* **Extract**
-- begin --

Our Hemp You Can Feel products reflect our research and development into hemp infused foods and beverages. Our research and development focus are solely on “Industrial Hemp” containing .3% or less of THC. As of the date of this filing, our Hemp You Can Feel Product research and development operations are suspended pending regulatory guidance from the U.S. Food and Drug Administration. We intend to restart our research and development if and when the FDA issues regulatory guidance on the use of hemp and hemp-based CBD.

 

 Our research and development consisted of the following products, none of which are available for sale as of the date of this filing:

 

 • Hemp You Can Feel™ Alcohol Replacement Cocktail Mixers – This is a line of alcohol-free cocktail mixers marketed online via our own website site and via our marketing partners. All products in this line test as having non-detectable levels of THC.
   
Hemp You Can Feel™ Coffee Products – This is a line of hemp infused coffee products. All products in this line test as having non-detectable levels of THC.
   
Hemp You Can Feel™ Gummies – This is a line of all-natural hemp infused candy products. All products in this line test as having non-detectable levels of THC.
   
Hemp You Can Feel™ Sweeteners – A line of natural and artificial sweeteners.
   
Hemp You Can Feel™ Coffee Pod and Single Serving Beverage Pod Infusion System – Based on internally developed technology and those developed by the Company’s contract research organization, the Company developed product lines consisting of infusion technologies designed to easily and to accurately dose single serving coffee and other beverage pods.

-- end --

* **What needs to be done**
Extend the filing excerpt on the Hemp You Can Feel products by writing what comes after its last sentence.

* **Extracted data**

-- begin --

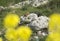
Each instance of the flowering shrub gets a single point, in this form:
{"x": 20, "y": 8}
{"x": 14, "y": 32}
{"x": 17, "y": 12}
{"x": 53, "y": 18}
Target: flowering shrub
{"x": 54, "y": 23}
{"x": 11, "y": 20}
{"x": 11, "y": 35}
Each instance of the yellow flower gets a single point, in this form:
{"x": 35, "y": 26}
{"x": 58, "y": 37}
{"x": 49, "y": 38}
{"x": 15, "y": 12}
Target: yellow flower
{"x": 54, "y": 23}
{"x": 11, "y": 34}
{"x": 0, "y": 39}
{"x": 11, "y": 20}
{"x": 24, "y": 33}
{"x": 53, "y": 37}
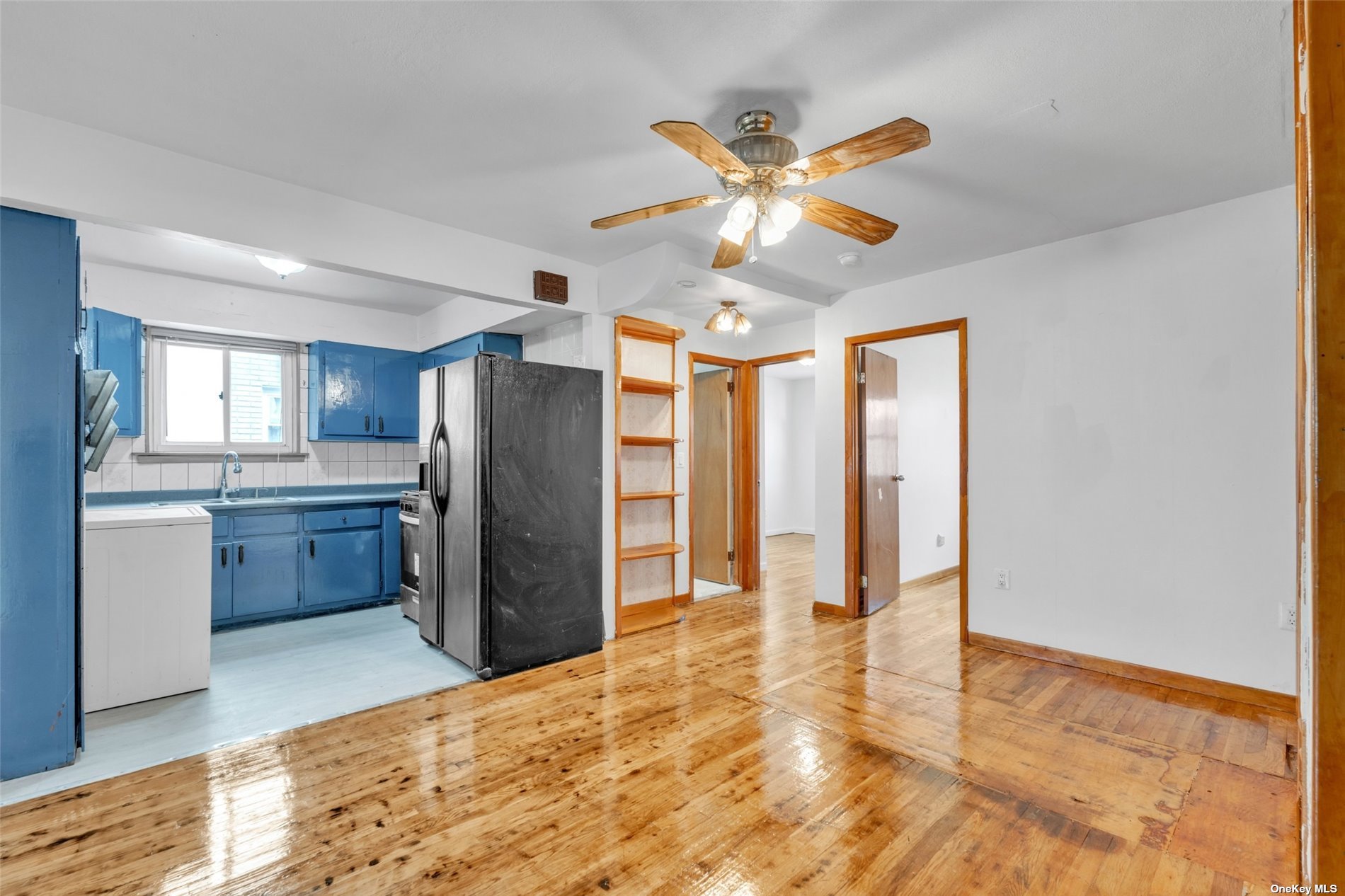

-- end --

* **Task result**
Management Services for Whisper Weed

 

On July 22, 2020, we signed a management agreement with Whisper Weed, Inc., a California corporation (“Whisper Weed”). Edward Manolos, our director, is a shareholder in Whisper Weed (see “Related Party Transactions”). Whisper Weed conducts licensed delivery of cannabis products in California. The material definitive agreement requires the parties to create a separate entity, CGI Whisper W, Inc. in California as a wholly owned subsidiary of the Company. The business of CGI Whisper W, Inc. will be to provide management services for the lawful delivery of cannabis in the State of California. The Company will manage CGI Whisper W, Inc. operations. In exchange for the Company providing management services to Whisper Weed through the auspices of CGI Whisper W, Inc., the Company will receive as consideration a quarterly fee of 51% of the net profits earned by Whisper Weed. As separate consideration for the transaction, the Company agreed to issue to Whisper Weed $150,000 in the Company’s restricted common stock, valued for purposes of issuance based on the average closing price of the Company’s common stock for the twenty days preceding the entry into the material definitive agreement. Additionally, the Company agreed to amend its articles of incorporation to designate a new class of preferred shares. The preferred class will be designated and issued to Whisper Weed in an amount equal to two times the quarterly payment made to the Company. The preferred shares will be convertible into the Company’s common stock after 6 months, and shall be senior to other debts of the Company. The conversion to common stock will be based on a value of common stock equal to at least two times the actual sales for the previous 90 day period The Company agreed to include in the designation the obligation to make a single dividend payment to Whisper Weed equal to 90% of the initial quarterly net profits payable by Whisper Weed. As of November 30, 2021, the Company has not issued the common or preferred shares, and the business is in the development stage.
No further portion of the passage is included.